Data section:
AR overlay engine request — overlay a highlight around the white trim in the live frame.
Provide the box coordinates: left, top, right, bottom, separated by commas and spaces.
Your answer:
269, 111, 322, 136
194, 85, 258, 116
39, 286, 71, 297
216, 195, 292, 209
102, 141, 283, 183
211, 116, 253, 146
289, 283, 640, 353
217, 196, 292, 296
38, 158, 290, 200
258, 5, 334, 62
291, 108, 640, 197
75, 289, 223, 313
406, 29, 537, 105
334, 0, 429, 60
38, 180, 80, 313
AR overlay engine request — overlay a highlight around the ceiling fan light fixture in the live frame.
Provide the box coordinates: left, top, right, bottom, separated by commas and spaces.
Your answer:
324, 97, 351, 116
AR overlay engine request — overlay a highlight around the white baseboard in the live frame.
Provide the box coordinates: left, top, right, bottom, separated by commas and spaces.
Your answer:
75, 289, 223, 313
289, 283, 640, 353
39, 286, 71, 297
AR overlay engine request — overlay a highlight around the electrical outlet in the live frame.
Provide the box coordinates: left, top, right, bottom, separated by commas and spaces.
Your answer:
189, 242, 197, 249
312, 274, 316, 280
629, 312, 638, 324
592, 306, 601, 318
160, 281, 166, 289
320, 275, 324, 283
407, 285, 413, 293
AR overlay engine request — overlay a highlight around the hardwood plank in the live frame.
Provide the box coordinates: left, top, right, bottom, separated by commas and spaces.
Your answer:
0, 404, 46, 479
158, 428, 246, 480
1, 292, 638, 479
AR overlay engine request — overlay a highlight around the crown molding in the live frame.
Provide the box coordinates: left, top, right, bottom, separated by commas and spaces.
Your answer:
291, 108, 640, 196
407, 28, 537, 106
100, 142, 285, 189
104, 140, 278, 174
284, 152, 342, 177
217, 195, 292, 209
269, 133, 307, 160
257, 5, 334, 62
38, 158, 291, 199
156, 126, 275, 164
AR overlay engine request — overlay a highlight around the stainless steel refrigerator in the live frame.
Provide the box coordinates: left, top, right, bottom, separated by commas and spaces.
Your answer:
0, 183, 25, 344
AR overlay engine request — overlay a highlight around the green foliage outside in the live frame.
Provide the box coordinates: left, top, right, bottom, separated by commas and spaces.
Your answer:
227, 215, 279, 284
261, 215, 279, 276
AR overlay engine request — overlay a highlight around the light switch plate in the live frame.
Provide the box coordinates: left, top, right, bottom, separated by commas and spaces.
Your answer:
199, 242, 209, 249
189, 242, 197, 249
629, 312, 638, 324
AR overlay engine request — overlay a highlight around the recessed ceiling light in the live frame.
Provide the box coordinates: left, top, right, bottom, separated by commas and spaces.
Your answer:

Required work: Nothing but the lines from the line with "AR overlay engine request — overlay a highlight around the light" to the last line of the listing above should appear; please retype them exactly, both ends included.

The answer:
AR overlay engine request — overlay a highlight around the light switch plate in the live frame.
Provide the box coordinates: left, top, right, bottom, separated by commas and spaces.
Your answer:
199, 242, 209, 249
189, 242, 197, 249
629, 312, 638, 324
AR overlay engine request — overlay a highlight around the recessed ceiling light in the live frame.
Provide the box coordinates: left, top, right, bottom, separated by commas and spaces.
Your answer:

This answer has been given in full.